KING (on-camera): Right.

BASH: -- from people, not just in their lives, but in their politics and who their choices are.

KING (on-camera): Right. There is disgust, disdain, dismay for both of these choices across the country, everywhere we've gone. We've been in 10 states now, 11 states now, and you find it everywhere. However, in this case, you know this from covering elections, enthusiasm matters at the end, and Democrats are demoralized right now. The debate took all the air out of the balloon. Yes, those Democrats, even the Democrats saying, Mr. President, please step aside, they say they would vote for him in the end. So Team Biden says, well, we're not losing their votes. But these are people in the hospitality industry. They talk every day to their suppliers, their customers, their employees.


A lot of independents there, a lot of soft republicans, Haley voters, who might be available to Biden, who might have voted Biden in 2020, after voting for Trump in 2016. They say the conversation pre-debate and post-debate is black and white. Pre-debate, they thought Biden could win again. Post-debate, they are beyond nervous.

BASH: So can you just put this all in the context of everything that you've seen in your few decades covering campaigns, the moment that we are in right now?

KING (on-camera): Well, I've never seen this close to a convention, a party thinking do we have to go to our president and ask him to get out of the race. And the president's digging in and the clock is ticking and Democrats, voters too, voters too.

This is what's stunning. Voters are way ahead of -- you heard Allen Naparalla, well can they do it this late? What's the process? At this picnic after the parade, people approaching me, asking me what the process is. Can we still get Biden out of the race? Can this work that way?

This is just a fascinating -- look, every day that passes, the President wins, if you will, in the sense that people understand how messy it is to replace him. However, you just had the chair of the Hispanic Caucus here. You know, there are people, Hakeem Jeffries, right?

Does he play to the loyal people who want to stand by Biden, or does he play to the people who would make him speaker more quickly, if they can keep the House?

BASH: Right now it's the former.

KING (on-camera): Yes. That's the -- but the fear among Democrats is, look, they're loyal to Biden. Biden's the guy who kicked Trump out of the White House. They love Joe Biden. But they think that he's going to lose. They think he's going to -- their chances of taking the House back are dwindling, and they're going to lose the Senate. I mean, that's the problem.

When you saw Patty Murray and others just saying --

BASH: Yes.

KING (on-camera): -- Mr. President, think about it, they're doing the math, and they don't like the math. BASH: Yes. And we don't -- we are talking to swing voters. We can't underestimate the true passion for Joe Biden and Donald Trump in their respective bases, in their key coalitions that can --

KING (on-camera): In the bases, but --

BASH: Yes.

KING (on-camera): -- you need people to work the phone banks, you need people to knock on the doors. Enthusiasm among Democrats is in a serious funk right now.
########################################
What is being asked
In the transcript, why does King say that "every day that passes, the President wins, if you will"? Answer in one to three sentences. The material after this point is separate from the transcript.

Referring expression data
########################################
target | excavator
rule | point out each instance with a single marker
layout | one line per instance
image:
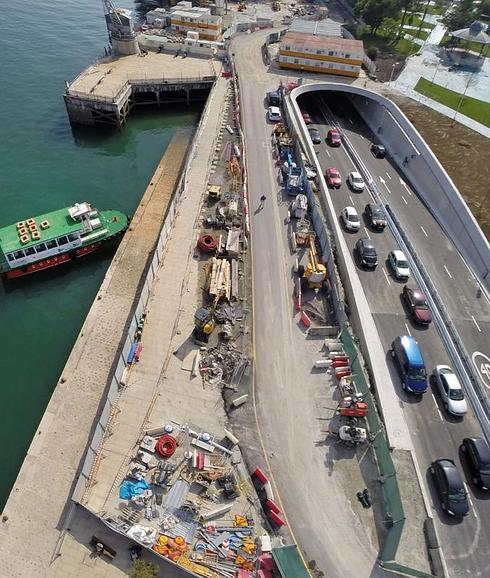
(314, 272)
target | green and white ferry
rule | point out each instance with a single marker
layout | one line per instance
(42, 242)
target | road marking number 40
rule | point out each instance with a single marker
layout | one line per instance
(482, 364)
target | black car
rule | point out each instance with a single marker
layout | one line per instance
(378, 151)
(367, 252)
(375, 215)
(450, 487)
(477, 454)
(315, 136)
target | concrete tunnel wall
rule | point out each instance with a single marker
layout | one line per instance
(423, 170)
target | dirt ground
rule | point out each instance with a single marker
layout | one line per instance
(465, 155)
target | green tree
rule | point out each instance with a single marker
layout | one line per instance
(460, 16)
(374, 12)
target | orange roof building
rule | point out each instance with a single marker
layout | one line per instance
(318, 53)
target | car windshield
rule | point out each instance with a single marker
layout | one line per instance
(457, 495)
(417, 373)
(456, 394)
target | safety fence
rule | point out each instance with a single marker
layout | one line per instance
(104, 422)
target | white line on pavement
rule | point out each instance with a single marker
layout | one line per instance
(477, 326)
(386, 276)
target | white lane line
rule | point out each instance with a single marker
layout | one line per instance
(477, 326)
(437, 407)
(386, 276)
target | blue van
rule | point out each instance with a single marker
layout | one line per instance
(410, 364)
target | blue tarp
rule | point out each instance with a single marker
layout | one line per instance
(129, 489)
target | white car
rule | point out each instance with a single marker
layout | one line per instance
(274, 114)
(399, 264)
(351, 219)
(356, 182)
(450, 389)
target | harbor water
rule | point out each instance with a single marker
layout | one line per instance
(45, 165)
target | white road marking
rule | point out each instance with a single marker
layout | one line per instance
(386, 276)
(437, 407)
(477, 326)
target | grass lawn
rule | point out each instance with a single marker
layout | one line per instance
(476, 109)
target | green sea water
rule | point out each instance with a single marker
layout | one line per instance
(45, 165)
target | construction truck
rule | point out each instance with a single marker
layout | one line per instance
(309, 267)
########################################
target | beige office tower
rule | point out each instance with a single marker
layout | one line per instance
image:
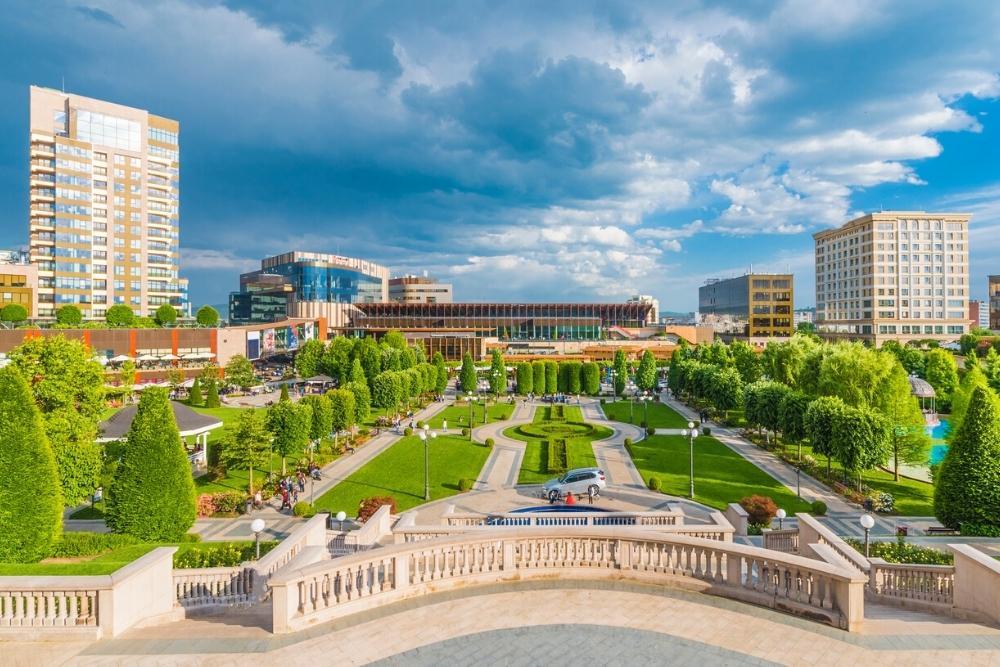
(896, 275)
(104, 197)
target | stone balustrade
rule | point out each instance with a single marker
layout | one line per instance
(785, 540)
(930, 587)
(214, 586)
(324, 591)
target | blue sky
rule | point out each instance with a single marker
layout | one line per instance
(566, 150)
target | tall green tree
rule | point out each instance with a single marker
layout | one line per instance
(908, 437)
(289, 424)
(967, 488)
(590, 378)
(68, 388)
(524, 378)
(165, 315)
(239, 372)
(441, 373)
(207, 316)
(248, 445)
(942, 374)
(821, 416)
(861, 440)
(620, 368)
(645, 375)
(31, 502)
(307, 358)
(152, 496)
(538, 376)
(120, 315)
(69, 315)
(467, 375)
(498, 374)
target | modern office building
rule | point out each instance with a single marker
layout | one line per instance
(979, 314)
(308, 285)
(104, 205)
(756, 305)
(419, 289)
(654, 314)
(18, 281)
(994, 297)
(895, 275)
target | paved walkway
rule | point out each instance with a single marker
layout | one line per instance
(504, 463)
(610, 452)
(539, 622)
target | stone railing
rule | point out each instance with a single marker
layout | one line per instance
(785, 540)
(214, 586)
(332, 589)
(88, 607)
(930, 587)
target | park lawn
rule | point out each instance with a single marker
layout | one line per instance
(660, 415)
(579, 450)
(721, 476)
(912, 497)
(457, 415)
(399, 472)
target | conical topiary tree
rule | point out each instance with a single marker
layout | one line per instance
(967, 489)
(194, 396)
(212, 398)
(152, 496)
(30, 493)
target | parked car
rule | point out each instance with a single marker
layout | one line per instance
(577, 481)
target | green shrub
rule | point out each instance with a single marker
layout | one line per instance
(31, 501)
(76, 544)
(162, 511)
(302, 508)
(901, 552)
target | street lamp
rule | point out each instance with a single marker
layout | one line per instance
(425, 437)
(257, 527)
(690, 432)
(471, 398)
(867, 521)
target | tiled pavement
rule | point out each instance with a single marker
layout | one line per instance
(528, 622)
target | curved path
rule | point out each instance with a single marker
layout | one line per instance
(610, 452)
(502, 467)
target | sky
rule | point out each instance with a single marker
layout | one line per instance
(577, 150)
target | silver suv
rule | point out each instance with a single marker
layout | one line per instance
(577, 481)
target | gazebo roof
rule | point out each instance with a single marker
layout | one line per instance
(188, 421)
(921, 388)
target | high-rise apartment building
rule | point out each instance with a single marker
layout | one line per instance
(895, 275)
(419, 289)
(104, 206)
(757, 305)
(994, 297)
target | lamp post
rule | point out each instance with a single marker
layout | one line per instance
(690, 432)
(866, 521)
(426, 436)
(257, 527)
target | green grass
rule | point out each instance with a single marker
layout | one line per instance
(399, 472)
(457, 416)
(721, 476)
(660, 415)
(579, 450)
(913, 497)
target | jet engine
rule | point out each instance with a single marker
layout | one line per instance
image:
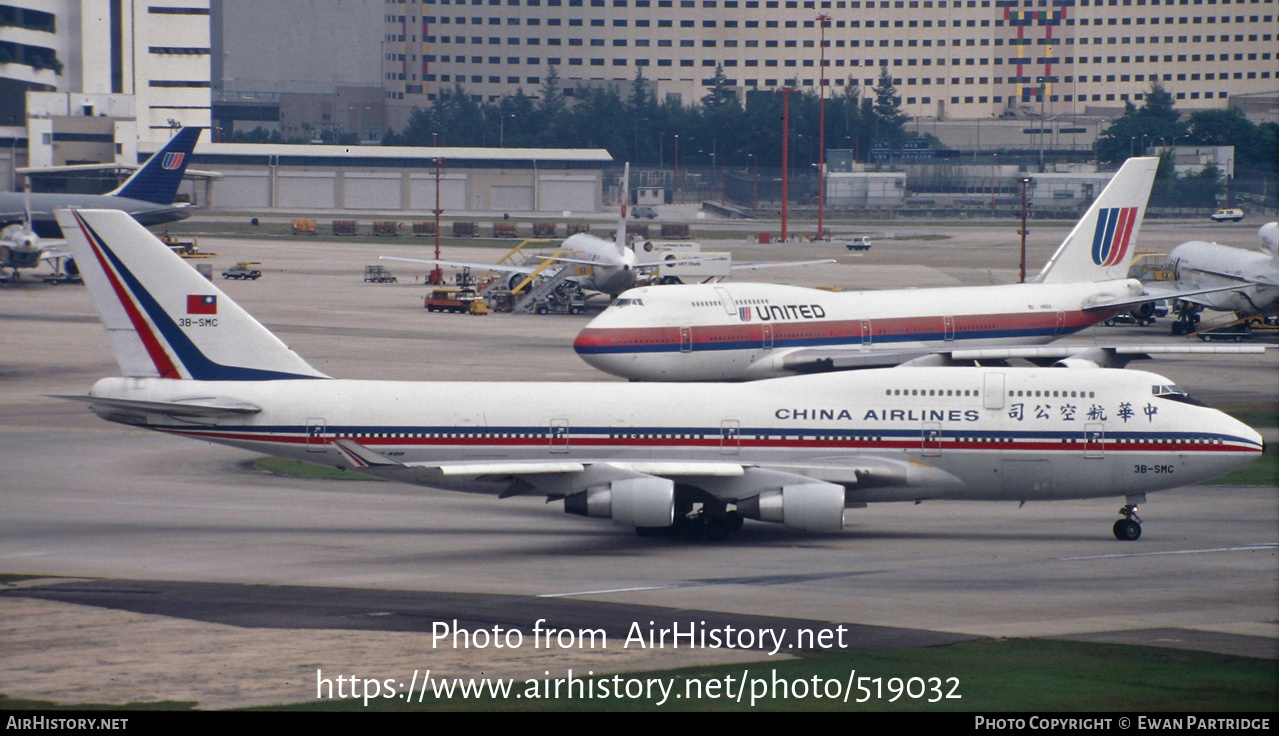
########################################
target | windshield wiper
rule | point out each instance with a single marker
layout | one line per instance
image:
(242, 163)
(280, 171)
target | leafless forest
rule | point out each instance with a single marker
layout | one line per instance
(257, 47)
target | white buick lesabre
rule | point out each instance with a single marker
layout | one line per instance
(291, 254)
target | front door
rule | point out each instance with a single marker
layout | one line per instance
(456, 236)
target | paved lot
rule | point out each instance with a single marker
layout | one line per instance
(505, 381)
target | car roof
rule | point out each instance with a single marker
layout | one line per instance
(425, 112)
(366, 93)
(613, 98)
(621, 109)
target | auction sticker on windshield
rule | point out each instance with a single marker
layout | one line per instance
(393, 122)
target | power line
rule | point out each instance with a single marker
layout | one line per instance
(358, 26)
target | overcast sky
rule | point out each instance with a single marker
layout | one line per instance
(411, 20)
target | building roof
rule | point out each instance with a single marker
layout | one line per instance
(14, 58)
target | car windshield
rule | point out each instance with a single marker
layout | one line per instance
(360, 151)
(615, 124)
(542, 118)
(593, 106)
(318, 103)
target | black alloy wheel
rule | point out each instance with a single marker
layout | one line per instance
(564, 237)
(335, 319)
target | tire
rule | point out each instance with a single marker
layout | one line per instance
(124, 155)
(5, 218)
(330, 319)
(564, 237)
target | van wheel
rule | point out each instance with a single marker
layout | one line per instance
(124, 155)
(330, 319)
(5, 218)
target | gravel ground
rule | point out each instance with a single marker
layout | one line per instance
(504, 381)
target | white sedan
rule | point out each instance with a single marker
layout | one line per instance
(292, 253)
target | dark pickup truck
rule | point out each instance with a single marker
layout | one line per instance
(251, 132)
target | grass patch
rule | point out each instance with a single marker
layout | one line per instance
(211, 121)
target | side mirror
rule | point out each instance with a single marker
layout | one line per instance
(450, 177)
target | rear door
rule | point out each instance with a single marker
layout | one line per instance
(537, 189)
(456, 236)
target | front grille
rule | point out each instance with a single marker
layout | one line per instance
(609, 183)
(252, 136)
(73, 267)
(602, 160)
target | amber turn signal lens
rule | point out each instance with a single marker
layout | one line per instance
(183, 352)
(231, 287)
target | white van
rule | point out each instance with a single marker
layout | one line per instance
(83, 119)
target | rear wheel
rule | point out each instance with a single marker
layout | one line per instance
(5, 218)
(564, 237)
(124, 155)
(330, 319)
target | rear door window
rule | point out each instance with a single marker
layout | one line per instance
########################################
Problem solution
King says each passing day works in the President's favor because, as time goes by, people understand how messy it is to replace him.